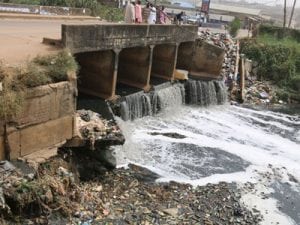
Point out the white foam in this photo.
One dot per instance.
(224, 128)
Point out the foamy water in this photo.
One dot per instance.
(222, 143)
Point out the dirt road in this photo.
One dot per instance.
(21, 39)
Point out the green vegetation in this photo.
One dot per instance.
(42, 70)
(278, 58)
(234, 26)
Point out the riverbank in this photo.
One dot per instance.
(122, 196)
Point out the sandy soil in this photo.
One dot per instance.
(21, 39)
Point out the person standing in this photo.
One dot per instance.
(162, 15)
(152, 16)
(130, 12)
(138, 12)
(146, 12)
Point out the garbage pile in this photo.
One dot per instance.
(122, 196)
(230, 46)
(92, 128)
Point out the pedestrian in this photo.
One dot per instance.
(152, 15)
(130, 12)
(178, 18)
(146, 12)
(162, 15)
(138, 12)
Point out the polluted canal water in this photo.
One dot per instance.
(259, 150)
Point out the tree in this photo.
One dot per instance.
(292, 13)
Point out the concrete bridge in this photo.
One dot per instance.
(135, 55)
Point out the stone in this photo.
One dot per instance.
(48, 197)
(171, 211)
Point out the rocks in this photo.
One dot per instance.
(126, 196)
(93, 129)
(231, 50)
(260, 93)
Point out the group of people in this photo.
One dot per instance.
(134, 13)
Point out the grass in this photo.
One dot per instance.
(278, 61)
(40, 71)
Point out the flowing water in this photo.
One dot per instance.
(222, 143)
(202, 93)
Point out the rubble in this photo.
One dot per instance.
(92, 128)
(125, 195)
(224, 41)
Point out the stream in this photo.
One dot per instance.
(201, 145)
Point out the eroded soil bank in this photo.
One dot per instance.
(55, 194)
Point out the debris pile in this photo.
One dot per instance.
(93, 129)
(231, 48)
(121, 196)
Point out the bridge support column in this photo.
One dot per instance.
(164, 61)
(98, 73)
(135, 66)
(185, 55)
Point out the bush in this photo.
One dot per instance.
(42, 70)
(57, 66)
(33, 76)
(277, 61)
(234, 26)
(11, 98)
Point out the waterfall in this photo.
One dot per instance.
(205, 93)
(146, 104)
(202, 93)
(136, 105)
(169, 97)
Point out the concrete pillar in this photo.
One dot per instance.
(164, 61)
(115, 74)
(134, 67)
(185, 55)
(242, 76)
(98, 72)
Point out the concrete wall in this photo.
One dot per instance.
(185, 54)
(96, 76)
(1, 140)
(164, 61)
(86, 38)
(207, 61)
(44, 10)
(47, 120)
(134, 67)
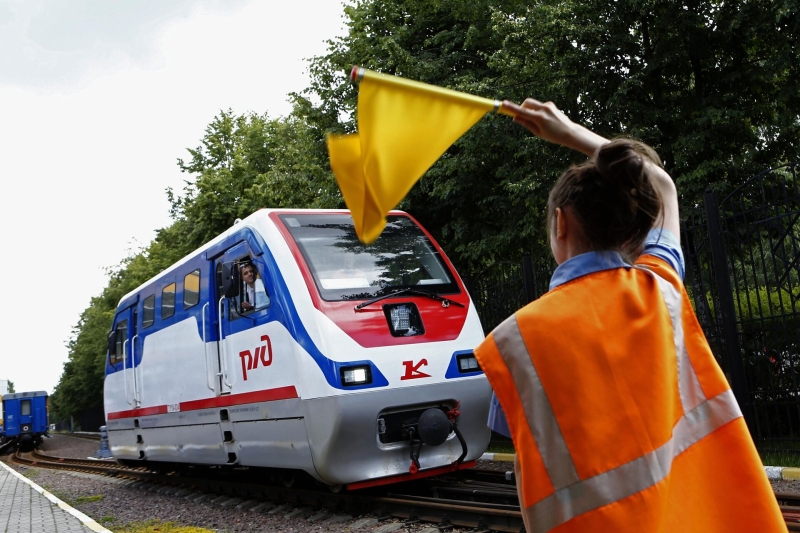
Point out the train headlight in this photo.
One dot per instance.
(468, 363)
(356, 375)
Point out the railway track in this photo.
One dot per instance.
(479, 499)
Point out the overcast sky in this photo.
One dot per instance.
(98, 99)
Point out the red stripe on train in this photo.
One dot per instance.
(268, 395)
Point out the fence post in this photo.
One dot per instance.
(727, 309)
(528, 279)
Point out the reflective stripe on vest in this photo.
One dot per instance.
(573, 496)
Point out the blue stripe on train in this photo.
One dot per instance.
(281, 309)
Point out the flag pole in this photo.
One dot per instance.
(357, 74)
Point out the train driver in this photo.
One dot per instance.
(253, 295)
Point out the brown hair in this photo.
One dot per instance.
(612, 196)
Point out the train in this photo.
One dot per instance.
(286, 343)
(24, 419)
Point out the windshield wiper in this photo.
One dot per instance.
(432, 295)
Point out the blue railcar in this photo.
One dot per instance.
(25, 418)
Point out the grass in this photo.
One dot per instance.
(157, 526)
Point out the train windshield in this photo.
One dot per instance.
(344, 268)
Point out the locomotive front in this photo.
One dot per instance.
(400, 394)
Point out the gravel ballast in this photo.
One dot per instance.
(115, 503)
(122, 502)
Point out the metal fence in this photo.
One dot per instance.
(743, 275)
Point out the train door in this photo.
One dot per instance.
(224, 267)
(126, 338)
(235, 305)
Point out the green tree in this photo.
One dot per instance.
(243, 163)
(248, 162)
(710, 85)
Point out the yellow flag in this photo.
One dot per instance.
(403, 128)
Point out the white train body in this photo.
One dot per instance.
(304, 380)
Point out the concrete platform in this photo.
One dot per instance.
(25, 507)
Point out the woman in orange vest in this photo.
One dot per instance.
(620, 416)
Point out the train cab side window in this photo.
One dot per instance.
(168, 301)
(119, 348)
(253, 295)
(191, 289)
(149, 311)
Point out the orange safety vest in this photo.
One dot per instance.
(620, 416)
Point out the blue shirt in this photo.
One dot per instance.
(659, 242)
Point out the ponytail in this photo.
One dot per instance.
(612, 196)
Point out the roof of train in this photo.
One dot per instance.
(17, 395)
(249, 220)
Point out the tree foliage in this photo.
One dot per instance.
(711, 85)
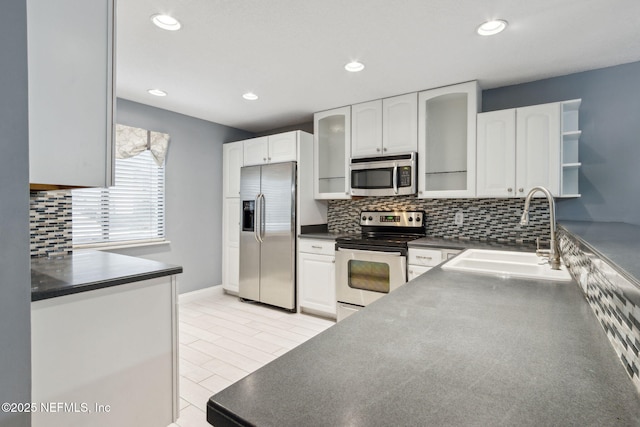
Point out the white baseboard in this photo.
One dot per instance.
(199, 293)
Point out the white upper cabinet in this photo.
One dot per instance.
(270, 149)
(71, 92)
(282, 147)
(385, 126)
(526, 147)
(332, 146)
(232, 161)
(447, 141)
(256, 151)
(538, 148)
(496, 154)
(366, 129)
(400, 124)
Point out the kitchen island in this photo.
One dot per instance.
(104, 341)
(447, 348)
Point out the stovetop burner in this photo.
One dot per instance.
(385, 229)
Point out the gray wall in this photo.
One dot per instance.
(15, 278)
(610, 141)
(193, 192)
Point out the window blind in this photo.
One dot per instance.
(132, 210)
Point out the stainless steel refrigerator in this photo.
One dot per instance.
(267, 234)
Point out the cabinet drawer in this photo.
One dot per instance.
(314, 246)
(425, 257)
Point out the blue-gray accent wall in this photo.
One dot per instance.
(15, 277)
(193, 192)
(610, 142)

---*---

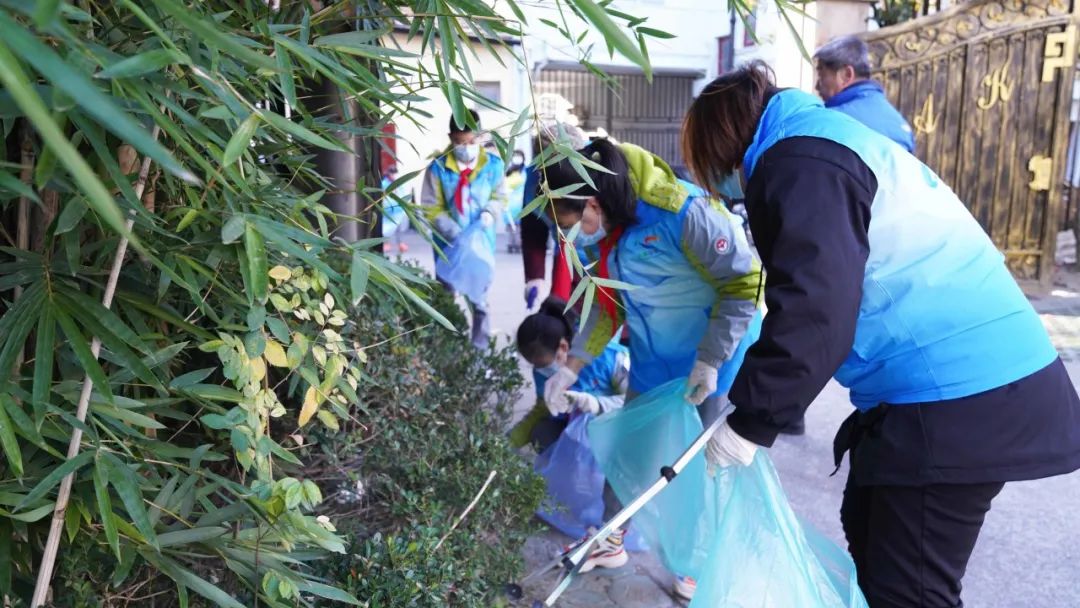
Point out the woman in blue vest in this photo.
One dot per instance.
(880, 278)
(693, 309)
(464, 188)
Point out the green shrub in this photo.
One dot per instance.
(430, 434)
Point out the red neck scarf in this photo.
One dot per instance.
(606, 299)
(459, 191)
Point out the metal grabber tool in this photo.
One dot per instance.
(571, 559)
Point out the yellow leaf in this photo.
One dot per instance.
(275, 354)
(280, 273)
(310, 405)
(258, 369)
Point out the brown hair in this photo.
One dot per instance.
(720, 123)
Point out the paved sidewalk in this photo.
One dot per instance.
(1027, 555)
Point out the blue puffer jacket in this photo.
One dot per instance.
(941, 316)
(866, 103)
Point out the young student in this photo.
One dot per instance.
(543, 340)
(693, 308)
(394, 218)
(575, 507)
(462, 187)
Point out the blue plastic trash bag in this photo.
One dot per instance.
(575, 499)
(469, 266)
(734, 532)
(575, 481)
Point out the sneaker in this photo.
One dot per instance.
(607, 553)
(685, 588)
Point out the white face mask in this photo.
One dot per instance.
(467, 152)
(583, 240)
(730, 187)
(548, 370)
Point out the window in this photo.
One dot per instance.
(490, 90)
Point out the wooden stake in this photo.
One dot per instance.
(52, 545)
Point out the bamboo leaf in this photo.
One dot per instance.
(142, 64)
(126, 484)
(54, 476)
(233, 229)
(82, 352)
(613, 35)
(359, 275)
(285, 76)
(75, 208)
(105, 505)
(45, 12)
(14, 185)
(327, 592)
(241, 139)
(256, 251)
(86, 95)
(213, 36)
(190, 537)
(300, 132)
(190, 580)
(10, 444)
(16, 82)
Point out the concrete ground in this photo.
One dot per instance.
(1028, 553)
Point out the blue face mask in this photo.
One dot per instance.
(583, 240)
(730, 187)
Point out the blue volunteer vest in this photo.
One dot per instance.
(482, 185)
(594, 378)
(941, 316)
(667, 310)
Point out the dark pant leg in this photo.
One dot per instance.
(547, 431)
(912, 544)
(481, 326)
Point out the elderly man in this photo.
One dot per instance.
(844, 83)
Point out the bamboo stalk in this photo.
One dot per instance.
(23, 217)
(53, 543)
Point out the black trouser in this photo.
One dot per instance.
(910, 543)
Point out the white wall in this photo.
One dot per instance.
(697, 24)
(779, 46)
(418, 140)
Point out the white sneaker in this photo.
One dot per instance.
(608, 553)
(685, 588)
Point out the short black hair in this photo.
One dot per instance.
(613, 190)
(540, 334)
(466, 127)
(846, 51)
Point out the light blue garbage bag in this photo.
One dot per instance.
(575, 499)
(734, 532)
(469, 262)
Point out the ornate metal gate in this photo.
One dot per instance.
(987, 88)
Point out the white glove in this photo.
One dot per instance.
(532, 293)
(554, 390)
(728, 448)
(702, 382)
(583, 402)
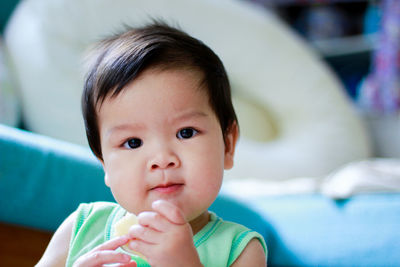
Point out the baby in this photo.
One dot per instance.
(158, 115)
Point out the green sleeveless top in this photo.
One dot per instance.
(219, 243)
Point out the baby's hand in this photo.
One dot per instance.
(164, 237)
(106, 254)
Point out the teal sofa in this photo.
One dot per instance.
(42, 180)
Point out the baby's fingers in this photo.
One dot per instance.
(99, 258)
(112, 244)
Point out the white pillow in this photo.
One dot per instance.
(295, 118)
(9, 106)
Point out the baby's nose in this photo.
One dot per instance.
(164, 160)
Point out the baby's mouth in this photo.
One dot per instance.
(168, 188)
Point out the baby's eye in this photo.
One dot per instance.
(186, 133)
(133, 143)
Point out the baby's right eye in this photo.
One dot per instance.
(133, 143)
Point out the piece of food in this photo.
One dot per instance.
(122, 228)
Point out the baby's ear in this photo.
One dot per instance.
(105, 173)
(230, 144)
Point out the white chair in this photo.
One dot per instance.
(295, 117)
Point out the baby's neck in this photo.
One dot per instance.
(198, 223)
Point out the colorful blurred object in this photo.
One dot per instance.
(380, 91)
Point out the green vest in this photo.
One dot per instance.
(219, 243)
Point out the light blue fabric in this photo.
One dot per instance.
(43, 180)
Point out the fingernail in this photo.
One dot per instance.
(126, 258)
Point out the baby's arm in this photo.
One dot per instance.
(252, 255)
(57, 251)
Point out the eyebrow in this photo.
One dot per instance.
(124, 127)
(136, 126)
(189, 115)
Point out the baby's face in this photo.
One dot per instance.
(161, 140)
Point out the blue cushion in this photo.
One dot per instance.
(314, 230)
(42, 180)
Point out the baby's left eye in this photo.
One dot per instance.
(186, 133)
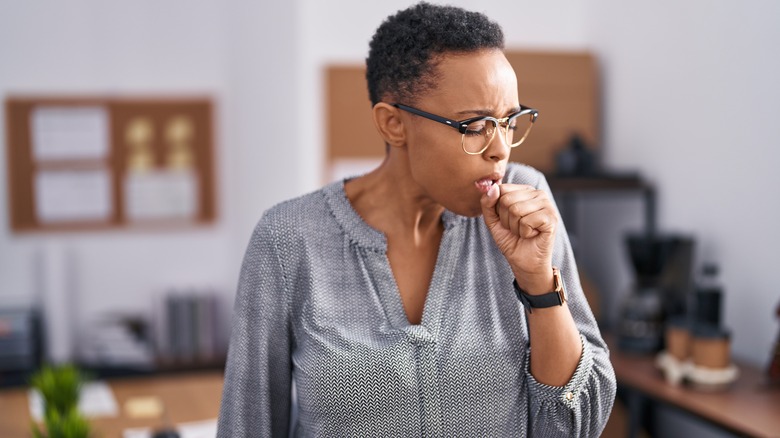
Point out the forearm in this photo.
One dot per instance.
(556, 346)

---*---

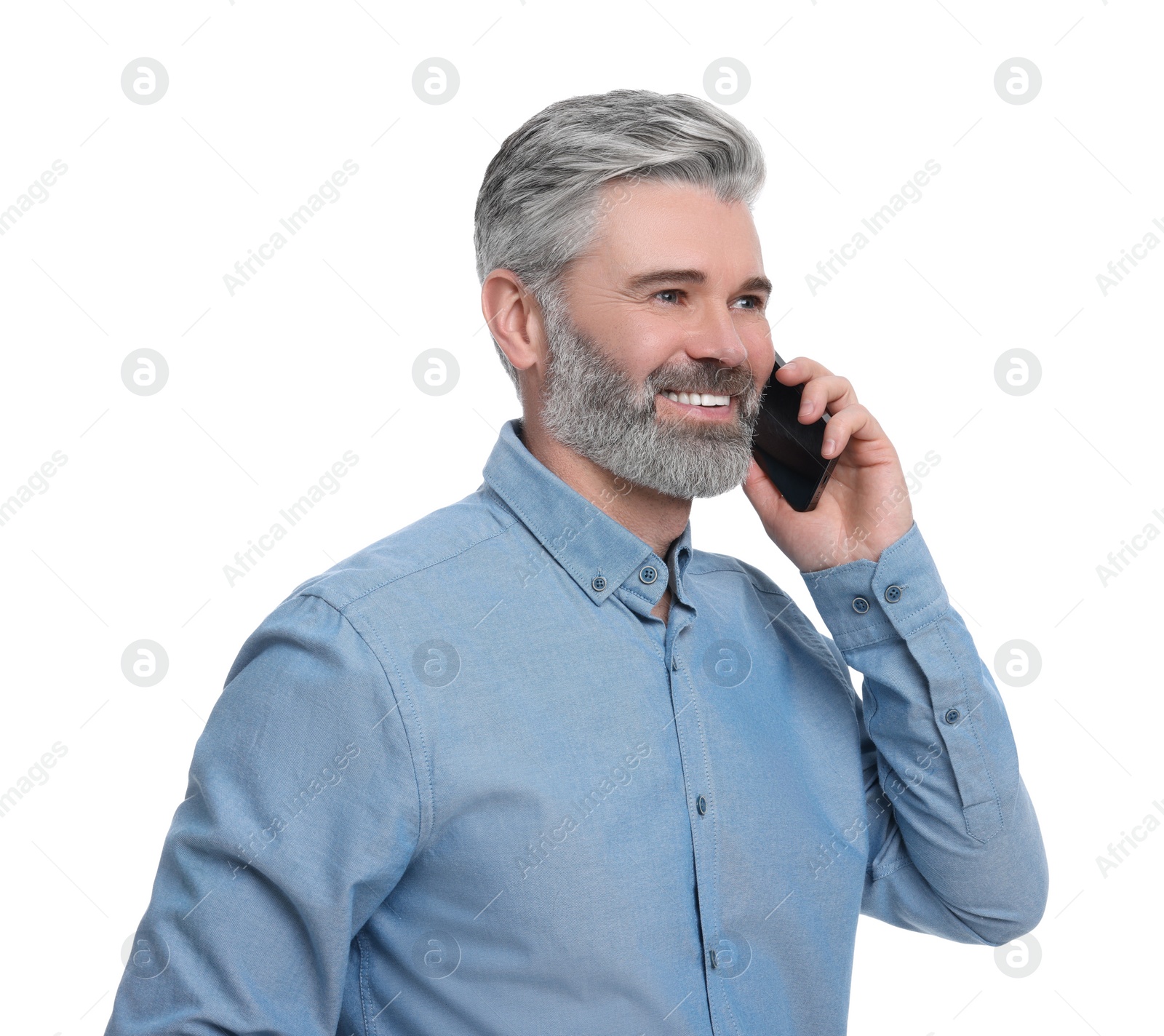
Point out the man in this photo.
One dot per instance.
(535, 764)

---*---

上の記録で「sneaker」という語を含む行はいくつあるか。その数だけを答えよ。

**最終解答**
2